» Challenge
Take the line containing "of the senior" and every line after it in the data below, and print them exactly as given, with nothing else.

» The data
Start

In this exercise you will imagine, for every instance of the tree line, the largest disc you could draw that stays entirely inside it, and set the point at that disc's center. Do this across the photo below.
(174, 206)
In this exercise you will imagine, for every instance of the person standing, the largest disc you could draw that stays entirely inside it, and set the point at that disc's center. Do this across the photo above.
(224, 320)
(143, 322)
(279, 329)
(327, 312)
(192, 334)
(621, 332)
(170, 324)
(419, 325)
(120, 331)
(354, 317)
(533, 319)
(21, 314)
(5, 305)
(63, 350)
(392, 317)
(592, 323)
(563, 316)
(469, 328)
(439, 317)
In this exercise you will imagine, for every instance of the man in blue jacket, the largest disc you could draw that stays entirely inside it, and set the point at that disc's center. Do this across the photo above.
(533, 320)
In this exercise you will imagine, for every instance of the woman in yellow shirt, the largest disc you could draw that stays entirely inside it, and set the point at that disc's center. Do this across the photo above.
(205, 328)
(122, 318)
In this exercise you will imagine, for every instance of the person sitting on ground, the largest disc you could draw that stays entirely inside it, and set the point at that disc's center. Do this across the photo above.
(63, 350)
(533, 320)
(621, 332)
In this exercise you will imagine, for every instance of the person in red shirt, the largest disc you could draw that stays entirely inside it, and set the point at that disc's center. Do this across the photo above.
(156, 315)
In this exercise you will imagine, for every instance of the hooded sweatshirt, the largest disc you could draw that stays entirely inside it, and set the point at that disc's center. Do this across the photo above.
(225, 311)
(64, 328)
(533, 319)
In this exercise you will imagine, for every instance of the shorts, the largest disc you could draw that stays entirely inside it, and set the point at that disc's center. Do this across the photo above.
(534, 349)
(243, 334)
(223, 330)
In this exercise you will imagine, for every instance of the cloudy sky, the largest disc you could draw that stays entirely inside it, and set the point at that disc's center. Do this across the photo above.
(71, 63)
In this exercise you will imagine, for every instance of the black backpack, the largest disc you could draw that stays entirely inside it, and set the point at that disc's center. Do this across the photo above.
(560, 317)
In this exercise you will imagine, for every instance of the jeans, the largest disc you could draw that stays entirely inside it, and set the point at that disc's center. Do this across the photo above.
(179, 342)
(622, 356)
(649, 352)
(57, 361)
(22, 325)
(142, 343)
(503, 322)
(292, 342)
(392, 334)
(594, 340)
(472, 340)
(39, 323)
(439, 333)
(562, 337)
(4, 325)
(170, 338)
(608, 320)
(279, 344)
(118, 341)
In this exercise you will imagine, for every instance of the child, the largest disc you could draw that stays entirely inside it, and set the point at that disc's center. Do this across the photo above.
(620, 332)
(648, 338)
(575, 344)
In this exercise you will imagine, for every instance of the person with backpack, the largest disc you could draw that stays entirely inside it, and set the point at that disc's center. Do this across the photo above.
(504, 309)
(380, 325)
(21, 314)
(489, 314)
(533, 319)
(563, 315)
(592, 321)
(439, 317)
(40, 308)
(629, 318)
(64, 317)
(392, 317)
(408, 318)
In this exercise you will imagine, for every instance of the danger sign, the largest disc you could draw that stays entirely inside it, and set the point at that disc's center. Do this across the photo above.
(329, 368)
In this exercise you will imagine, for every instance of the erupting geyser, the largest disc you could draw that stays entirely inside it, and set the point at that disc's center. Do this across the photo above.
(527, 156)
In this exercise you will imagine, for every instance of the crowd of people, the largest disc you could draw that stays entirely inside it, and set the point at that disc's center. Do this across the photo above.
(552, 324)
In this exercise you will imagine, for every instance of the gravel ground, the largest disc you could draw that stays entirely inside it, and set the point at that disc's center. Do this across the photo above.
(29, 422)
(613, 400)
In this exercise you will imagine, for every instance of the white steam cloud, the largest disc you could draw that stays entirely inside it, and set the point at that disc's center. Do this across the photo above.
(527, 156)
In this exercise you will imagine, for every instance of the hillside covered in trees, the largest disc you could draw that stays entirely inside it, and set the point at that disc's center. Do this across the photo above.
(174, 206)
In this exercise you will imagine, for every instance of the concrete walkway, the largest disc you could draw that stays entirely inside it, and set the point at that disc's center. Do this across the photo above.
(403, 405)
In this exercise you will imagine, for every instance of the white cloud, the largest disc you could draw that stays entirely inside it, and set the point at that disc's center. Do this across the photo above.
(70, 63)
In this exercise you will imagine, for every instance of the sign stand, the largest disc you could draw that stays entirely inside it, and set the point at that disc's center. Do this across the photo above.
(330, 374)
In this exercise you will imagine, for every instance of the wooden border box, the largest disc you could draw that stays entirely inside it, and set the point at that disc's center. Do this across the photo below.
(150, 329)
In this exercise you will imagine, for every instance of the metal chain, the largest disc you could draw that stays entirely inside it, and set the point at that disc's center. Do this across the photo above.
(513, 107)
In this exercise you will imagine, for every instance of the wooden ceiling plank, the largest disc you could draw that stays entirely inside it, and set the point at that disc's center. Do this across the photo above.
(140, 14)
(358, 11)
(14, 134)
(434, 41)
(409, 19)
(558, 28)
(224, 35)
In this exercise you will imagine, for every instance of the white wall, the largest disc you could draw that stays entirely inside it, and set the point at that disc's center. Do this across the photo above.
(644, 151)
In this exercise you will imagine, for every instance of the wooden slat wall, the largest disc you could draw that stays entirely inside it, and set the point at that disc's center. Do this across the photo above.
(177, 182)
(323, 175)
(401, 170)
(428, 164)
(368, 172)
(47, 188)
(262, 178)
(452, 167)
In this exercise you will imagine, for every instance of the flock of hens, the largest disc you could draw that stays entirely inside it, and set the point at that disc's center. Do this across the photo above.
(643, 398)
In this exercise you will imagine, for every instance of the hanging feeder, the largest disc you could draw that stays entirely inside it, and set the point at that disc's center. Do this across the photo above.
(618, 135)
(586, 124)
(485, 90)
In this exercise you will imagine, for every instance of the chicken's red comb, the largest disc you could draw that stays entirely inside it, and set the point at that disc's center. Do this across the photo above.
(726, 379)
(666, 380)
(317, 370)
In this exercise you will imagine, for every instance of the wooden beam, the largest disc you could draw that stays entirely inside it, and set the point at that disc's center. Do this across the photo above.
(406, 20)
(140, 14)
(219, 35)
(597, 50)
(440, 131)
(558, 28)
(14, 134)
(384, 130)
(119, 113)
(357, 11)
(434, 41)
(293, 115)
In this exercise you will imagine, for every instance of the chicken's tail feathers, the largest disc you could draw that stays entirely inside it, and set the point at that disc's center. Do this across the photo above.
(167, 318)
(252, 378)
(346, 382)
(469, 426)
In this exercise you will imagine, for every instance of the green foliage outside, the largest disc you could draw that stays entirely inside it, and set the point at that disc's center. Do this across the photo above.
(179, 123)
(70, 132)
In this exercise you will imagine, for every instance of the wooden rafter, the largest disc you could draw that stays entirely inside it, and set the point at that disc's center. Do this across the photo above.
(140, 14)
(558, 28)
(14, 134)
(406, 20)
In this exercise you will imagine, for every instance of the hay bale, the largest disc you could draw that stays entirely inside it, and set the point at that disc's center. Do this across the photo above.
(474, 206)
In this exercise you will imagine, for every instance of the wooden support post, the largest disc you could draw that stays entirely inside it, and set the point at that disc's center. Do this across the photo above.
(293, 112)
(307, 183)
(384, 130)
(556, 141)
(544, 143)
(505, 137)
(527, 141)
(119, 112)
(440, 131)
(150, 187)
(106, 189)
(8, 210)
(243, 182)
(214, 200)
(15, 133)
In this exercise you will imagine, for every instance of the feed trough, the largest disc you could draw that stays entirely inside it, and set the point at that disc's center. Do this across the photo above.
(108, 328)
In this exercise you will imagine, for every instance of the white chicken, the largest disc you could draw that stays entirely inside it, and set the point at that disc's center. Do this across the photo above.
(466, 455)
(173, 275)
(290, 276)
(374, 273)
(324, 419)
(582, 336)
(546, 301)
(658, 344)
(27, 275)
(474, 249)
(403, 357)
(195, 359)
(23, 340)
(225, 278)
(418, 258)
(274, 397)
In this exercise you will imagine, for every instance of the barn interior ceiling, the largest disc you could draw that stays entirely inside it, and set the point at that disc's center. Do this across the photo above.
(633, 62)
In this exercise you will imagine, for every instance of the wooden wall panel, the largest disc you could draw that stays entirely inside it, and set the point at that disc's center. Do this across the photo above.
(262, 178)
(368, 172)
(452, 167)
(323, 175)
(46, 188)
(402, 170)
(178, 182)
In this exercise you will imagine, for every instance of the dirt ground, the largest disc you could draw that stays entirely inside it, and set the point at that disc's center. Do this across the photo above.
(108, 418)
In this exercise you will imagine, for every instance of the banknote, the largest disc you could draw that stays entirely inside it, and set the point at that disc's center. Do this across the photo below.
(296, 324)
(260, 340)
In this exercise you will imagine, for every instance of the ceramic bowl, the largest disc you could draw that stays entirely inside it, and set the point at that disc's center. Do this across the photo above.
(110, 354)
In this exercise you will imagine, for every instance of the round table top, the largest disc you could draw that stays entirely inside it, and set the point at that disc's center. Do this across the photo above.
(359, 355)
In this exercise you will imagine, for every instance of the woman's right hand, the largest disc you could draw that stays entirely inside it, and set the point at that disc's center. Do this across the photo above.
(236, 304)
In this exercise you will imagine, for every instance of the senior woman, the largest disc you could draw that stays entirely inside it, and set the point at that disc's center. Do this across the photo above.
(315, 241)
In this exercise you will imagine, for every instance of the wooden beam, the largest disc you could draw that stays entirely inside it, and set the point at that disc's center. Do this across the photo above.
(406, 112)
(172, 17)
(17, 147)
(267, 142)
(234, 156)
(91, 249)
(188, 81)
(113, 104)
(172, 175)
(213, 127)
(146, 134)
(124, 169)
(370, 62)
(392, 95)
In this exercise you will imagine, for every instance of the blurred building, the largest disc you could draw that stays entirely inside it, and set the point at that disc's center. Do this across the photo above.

End

» Answer to this task
In this exercise you will imagine, for every instance of the senior woman, the largest disc you could draw that stays entirely inside it, and set the point at that disc's center. Do this across the photo above.
(315, 241)
In this exercise you will imagine, for every instance of the wooden beam, the largest disc you could draw that stays entirely inside it, and set the point at that disc's center. Do this across the photo above.
(406, 112)
(172, 17)
(17, 147)
(267, 142)
(234, 156)
(91, 249)
(188, 81)
(113, 104)
(172, 175)
(213, 127)
(146, 134)
(124, 169)
(370, 62)
(392, 95)
In this exercise you will imagine, for every instance of the blurred building, the largest disc you could draw that stays entirely inside it, and set the point at that disc's center. Do this across the photo above.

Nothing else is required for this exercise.